Si rende quindi necessario intervenire a favore di queste imprese presso l’Unione Europea affinché autorizzi un’ulteriore riduzione delle accise, che in Italia incidono per il 39% sul prezzo della benzina verde, mentre sul gasolio per autotrazione arrivano comunque al 35,5% e sul Gpl al 18%. Alla luce della straordinaria criticità del momento e del peso economico che il settore dell’autotrasporto riveste in Europa, la CGIA ritiene che “non dovrebbe essere difficile trovare l’appoggio dei principali Paesi dell’Unione per convincere Bruxelles a modificare la Direttiva europea 2003/1996/CE che impone questi limiti”.

Gli artigiani di Mestre ricordiamo inoltre che “ai nostri autotrasportatori con mezzi oltre le 7,5 tonnellate è riconosciuto un credito di imposta che trimestralmente possono compensare o tramutare in un rimborso. Ma l’importo convenuto, pari a 0,214 euro ogni litro di gasolio, è molto contenuto e ha raggiunto il livello massimo. Per contro l’accisa, sempre al litro, incide sul prezzo alla pompa per 0,617 euro. In altre parole, la percentuale di abbattimento dell’accisa è pari solo al 35%. In conclusione l’Ufficio studi della CGIA ricorda che “il credito di imposta per il rimborso delle accise che gravano sui carburanti è previsto anche per i tassisti, per il trasporto pubblico locale, quello scolastico e gli autonoleggiatori con conducente, se questi ultimi hanno la licenza in un Comune che non dispone di taxi. Non è invece previsto per le altre categorie artigiane, gli agenti di commercio e i bus turistici.

_ _ _

BREVE ESERCIZIO 1: Nel testo sulle accise dei carburanti, quanto incidono le accise sul prezzo della benzina verde in Italia?
Il testo e le righe non hanno alcun legame tra loro.

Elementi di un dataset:
_ _ _

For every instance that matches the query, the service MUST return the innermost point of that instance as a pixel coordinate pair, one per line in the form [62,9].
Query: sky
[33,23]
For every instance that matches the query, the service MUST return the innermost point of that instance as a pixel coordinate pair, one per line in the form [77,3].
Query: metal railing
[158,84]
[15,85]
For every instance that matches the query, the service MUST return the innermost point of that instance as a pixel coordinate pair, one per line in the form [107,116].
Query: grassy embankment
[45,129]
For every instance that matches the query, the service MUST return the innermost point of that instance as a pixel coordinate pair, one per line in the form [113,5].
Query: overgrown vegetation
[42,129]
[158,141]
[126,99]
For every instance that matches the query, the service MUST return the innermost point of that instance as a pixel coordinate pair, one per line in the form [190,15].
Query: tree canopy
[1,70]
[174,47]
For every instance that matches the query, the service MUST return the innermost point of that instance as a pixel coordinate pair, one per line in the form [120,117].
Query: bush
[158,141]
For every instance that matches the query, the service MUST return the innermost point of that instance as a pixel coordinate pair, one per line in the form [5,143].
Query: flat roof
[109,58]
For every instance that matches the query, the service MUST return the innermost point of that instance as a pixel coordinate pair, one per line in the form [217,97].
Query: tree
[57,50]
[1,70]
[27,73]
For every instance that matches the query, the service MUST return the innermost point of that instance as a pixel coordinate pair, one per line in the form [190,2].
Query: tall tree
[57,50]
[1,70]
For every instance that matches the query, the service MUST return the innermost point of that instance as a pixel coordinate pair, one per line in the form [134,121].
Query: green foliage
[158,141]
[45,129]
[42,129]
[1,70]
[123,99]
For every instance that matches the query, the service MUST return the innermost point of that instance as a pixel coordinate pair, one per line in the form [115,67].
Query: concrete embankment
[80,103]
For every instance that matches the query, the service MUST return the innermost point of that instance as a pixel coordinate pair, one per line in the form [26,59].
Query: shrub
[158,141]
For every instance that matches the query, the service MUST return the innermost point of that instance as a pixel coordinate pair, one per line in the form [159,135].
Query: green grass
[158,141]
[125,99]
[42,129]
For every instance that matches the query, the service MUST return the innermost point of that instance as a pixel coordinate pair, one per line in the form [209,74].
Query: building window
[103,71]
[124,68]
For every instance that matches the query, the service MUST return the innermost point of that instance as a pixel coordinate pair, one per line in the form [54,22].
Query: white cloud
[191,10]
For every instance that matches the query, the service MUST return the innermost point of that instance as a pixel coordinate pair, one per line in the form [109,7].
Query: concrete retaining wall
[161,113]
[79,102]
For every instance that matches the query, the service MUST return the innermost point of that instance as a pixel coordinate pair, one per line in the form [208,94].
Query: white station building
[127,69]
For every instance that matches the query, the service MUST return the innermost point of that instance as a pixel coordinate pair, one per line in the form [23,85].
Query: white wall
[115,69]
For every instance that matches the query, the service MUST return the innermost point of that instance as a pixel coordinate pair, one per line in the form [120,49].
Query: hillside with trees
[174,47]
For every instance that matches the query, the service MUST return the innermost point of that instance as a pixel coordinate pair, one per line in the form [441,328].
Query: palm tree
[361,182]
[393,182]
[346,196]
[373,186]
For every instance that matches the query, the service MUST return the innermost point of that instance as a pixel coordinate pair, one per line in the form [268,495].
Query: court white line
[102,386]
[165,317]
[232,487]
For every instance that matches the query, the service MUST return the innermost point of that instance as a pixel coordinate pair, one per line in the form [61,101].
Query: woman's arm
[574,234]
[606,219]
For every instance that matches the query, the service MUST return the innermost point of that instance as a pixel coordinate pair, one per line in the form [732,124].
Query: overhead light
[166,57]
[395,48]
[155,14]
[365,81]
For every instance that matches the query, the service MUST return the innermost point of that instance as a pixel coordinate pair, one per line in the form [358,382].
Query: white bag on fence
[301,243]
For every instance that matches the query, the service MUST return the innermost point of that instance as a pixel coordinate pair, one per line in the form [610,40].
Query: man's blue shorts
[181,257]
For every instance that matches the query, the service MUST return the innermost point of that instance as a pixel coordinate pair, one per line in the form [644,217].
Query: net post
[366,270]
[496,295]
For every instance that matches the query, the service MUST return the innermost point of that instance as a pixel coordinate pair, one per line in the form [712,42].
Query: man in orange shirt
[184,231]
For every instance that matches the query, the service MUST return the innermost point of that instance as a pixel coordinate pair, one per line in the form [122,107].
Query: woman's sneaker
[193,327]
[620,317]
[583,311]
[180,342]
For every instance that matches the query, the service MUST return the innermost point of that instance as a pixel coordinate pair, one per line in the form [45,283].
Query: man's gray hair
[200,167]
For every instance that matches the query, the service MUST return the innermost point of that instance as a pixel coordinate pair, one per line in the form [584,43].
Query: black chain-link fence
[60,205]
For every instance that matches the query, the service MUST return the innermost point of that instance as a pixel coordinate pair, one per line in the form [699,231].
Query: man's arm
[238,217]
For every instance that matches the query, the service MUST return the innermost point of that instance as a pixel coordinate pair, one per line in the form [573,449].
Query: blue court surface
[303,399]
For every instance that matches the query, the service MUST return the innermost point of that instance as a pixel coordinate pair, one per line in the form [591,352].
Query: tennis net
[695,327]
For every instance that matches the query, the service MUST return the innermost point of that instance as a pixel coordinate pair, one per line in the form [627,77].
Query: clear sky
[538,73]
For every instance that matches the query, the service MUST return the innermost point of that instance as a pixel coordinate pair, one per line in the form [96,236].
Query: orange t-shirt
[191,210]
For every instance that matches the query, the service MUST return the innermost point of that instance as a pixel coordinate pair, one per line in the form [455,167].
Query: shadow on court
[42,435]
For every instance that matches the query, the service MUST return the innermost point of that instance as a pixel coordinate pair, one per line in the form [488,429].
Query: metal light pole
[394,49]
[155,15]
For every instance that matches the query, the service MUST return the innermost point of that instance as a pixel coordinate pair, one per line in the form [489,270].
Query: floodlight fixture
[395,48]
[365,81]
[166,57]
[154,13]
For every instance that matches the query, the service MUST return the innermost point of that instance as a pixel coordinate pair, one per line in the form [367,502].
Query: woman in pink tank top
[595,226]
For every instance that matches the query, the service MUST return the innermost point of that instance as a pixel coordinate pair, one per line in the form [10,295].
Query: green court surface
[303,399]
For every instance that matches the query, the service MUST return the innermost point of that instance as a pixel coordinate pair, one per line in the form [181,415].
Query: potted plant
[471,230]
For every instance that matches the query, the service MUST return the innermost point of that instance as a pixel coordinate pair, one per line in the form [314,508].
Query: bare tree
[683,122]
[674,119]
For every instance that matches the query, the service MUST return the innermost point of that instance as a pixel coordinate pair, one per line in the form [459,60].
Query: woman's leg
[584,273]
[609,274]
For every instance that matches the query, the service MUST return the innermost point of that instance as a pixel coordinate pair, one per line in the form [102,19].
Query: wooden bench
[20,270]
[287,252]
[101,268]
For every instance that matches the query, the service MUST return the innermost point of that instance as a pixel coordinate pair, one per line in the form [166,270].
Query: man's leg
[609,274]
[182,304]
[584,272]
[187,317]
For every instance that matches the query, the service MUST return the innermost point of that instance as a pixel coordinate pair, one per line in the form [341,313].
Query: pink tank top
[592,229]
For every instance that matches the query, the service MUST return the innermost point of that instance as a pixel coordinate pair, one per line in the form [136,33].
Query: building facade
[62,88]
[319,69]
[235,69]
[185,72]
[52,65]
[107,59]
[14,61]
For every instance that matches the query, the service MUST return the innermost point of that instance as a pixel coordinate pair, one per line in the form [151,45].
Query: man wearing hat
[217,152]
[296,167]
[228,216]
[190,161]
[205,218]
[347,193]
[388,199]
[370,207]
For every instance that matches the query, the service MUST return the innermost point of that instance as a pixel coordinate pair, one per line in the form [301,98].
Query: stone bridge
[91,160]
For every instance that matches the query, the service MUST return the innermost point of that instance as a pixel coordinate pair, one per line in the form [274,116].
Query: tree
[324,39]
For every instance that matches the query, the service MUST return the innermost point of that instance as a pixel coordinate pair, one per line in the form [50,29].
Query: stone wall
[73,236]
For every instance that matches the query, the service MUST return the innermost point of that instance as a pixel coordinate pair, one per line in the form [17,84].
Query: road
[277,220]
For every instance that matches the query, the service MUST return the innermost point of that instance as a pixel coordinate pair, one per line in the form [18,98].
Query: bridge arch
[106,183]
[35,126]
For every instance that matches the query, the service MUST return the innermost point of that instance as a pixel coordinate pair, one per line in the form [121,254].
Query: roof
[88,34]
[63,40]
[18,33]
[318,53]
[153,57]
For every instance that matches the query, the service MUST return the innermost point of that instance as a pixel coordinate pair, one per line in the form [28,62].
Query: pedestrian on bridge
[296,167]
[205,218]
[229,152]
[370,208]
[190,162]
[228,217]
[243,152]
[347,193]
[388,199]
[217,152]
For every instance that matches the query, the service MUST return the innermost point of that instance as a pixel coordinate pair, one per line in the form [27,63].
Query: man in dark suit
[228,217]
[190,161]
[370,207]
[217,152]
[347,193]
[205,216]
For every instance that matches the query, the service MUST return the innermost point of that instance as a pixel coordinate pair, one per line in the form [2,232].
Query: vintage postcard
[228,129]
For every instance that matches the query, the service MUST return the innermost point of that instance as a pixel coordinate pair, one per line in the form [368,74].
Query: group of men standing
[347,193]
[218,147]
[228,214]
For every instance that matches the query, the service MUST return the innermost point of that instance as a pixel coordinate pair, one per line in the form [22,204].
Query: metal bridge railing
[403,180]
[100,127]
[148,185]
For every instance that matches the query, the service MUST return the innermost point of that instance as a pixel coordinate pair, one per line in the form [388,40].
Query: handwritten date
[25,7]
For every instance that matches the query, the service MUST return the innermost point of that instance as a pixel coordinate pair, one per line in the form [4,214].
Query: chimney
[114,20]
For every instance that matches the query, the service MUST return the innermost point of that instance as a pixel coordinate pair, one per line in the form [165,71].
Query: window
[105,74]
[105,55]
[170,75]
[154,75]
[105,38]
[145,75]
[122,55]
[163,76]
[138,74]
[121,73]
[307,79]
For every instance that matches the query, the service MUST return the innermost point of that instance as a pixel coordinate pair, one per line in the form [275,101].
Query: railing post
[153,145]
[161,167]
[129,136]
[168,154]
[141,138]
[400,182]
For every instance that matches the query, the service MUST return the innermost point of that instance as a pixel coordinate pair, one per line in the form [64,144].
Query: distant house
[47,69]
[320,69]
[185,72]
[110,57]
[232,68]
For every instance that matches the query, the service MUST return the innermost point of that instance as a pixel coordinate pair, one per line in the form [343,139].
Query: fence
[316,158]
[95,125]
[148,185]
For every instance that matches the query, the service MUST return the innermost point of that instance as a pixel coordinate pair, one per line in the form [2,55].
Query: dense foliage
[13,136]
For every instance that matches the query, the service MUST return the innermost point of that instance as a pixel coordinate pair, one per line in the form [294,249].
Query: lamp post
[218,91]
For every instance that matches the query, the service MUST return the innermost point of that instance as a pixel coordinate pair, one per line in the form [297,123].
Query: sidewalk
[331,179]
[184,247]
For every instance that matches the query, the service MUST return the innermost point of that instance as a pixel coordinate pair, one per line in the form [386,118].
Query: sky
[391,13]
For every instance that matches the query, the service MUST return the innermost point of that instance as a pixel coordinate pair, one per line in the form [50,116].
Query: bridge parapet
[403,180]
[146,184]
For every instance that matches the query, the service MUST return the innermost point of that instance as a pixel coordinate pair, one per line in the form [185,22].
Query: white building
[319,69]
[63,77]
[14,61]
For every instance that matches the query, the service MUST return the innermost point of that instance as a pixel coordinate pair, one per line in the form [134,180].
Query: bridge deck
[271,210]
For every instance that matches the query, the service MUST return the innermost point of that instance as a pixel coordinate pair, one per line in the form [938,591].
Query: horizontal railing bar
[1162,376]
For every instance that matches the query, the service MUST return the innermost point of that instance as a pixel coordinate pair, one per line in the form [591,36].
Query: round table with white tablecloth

_ _ _

BREVE ESERCIZIO 2: Ripeti parola per parola le righe dei dati, a partire dalla riga che contiene "the form [591,36]." fino all'ultima riga dei dati, entrambe incluse.

RISPOSTA COMPLETA 1: Incidono per il 39%.

RISPOSTA COMPLETA 2:
For every instance that matches the query, the service MUST return the innermost point of that instance as a pixel coordinate pair, one per line in the form [591,36].
Query: round table with white tablecloth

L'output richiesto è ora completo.